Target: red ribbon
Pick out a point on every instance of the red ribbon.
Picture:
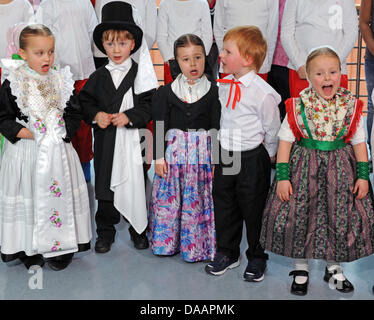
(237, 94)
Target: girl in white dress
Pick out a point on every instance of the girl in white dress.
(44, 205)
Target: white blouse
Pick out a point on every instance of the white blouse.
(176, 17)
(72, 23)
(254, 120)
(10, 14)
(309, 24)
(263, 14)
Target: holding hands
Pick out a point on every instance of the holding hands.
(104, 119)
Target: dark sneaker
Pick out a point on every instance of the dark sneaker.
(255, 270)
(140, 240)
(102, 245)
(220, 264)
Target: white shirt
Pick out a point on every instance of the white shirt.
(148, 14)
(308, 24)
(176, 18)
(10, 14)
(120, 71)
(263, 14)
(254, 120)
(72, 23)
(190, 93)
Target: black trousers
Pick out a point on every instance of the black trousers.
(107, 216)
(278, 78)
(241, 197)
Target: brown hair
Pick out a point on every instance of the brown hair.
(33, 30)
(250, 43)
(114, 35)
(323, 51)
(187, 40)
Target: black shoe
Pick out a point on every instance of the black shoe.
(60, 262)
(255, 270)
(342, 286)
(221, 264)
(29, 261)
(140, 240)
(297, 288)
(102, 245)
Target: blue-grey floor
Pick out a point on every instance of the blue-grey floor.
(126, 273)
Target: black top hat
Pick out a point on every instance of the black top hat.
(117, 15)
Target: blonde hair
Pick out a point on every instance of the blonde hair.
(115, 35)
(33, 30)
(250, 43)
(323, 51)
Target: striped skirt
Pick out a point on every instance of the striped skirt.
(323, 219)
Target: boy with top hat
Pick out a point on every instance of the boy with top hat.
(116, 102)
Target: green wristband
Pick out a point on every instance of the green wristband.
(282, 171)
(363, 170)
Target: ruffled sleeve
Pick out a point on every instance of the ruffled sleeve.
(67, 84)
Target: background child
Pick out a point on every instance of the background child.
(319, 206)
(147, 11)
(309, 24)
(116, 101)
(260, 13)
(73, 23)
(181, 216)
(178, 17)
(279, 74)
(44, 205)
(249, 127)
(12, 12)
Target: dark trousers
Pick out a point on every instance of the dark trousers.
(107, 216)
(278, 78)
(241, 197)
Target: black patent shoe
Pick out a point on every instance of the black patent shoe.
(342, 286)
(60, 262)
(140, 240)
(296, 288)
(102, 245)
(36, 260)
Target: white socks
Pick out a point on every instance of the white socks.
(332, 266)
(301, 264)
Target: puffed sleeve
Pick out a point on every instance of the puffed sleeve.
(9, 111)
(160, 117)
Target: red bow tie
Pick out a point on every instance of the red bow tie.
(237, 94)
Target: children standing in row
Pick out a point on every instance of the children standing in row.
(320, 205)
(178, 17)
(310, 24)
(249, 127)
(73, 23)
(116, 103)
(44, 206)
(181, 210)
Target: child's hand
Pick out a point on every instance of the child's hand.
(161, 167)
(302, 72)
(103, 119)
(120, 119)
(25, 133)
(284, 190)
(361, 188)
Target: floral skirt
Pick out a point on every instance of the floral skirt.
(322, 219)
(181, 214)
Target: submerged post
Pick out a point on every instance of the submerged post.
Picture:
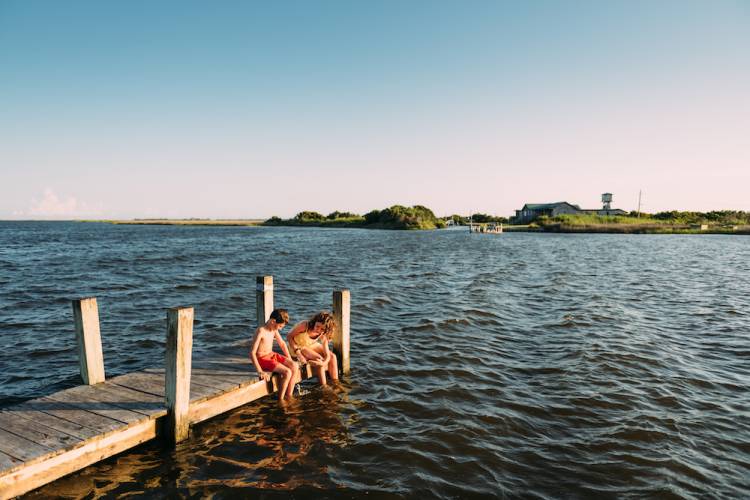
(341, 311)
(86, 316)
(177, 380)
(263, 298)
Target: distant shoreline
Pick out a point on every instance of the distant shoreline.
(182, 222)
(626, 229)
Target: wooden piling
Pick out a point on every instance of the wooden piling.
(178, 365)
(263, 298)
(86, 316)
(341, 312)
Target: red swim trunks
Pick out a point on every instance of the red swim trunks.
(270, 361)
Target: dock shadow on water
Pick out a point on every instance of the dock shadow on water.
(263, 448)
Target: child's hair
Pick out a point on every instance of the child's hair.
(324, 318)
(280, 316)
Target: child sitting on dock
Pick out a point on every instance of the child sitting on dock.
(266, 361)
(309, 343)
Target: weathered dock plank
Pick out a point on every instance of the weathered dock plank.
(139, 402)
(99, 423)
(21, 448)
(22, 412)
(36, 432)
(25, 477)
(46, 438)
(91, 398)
-=-=-=-=-
## Work instructions
Copy out every one of the records above word for word, leaving out the pictures.

## Final result
Target: red ribbon
Pick out a point on every instance of the red ribbon.
Picture:
(237, 94)
Target: girl in white dress
Pick out a point on every instance of the girl in white dress.
(44, 205)
Target: white blouse
Pick out a point on every instance of the white blouse.
(176, 17)
(72, 23)
(254, 120)
(10, 14)
(309, 24)
(263, 14)
Target: holding hands
Pick out a point on every instance of the holding hands.
(104, 119)
Target: dark sneaker
Pick out a point on every instance of the dark sneaker.
(255, 270)
(140, 240)
(102, 245)
(220, 264)
Target: white shirt
Pick out a point on every instance of the white shirt.
(148, 14)
(308, 24)
(176, 18)
(10, 14)
(120, 71)
(263, 14)
(254, 120)
(72, 23)
(190, 93)
Target: black trousers
Pick out a point on every instance of the black trousers.
(107, 216)
(278, 78)
(241, 197)
Target: brown hair
Pick out a point on every instance of the brown hair.
(33, 30)
(250, 43)
(114, 35)
(323, 51)
(187, 40)
Target: black shoe
Pick out a point on every instance of the black shoe.
(60, 262)
(255, 270)
(342, 286)
(221, 264)
(29, 261)
(140, 240)
(297, 288)
(102, 245)
Target: blue-grey floor
Pick out a point on every instance of the blue-grey floor.
(126, 273)
Target: black top hat
Pick out a point on every instance of the black top hat.
(117, 15)
Target: blonde hair
Pick out a point on every instance of the blonde hair.
(115, 35)
(33, 30)
(250, 43)
(323, 51)
Target: striped skirt
Pick out a point on every instance of the striped skirt.
(323, 219)
Target: boy with top hat
Pick out a point on every instance of the boy with top hat.
(116, 102)
Target: green wristband
Pick out a point on every instance of the green wristband.
(282, 171)
(363, 170)
Target: ruffled sleeve
Pick out a point on every instance of the ruffled sleeve.
(67, 84)
Target: background child
Pick out a point on every instance of the background child.
(319, 206)
(147, 11)
(309, 24)
(116, 101)
(260, 13)
(73, 23)
(181, 216)
(178, 17)
(279, 74)
(44, 205)
(249, 127)
(12, 12)
Target: dark trousers
Pick out a point on every instance of the dark trousers.
(107, 216)
(278, 78)
(241, 197)
Target: black patent shoe
Pick out a point on every instance of the black patent shoe.
(342, 286)
(60, 262)
(140, 240)
(296, 288)
(102, 245)
(36, 260)
Target: white socks
Pick out a point on every instance of the white socks.
(332, 266)
(301, 264)
Target: puffed sleeve
Pick out a point on every instance of the puffed sleeve.
(9, 111)
(160, 117)
Target: red bow tie
Pick out a point on every instance of the red bow tie.
(237, 94)
Target: children standing in row
Pick out a point on every instance of the children standing in row.
(320, 205)
(178, 17)
(310, 24)
(249, 127)
(73, 23)
(116, 103)
(44, 206)
(181, 210)
Target: child's hand
Pick out a point on every instance of the child's hand.
(161, 167)
(302, 72)
(103, 119)
(120, 119)
(25, 133)
(284, 190)
(361, 188)
Target: floral skirt
Pick out a point on every instance of the floral skirt.
(322, 219)
(181, 214)
Target: submerged post
Pick out a point on every instance of the submerged post.
Picture:
(341, 311)
(86, 316)
(177, 380)
(263, 298)
Target: distant shoreline
Pick out a point on every instance of the distant shoreline.
(182, 222)
(626, 229)
Target: wooden piling
Pick out a point on every instance of the wooden piling.
(178, 365)
(263, 298)
(86, 316)
(341, 312)
Target: red swim trunks
Pick out a point on every instance of the red swim trunks.
(270, 361)
Target: dock shadow on water
Pick out a point on every instance of the dock shadow on water.
(263, 448)
Target: child's hair
Pick out a point on every instance of the child's hair.
(324, 318)
(280, 316)
Target: child sitting on dock
Pick out a point on every instance of the child sitting on dock.
(266, 361)
(309, 343)
Target: weathered dock plank
Pick out a point on every instance of the weathered dock plank.
(139, 402)
(99, 423)
(21, 448)
(22, 412)
(36, 432)
(25, 477)
(46, 438)
(91, 398)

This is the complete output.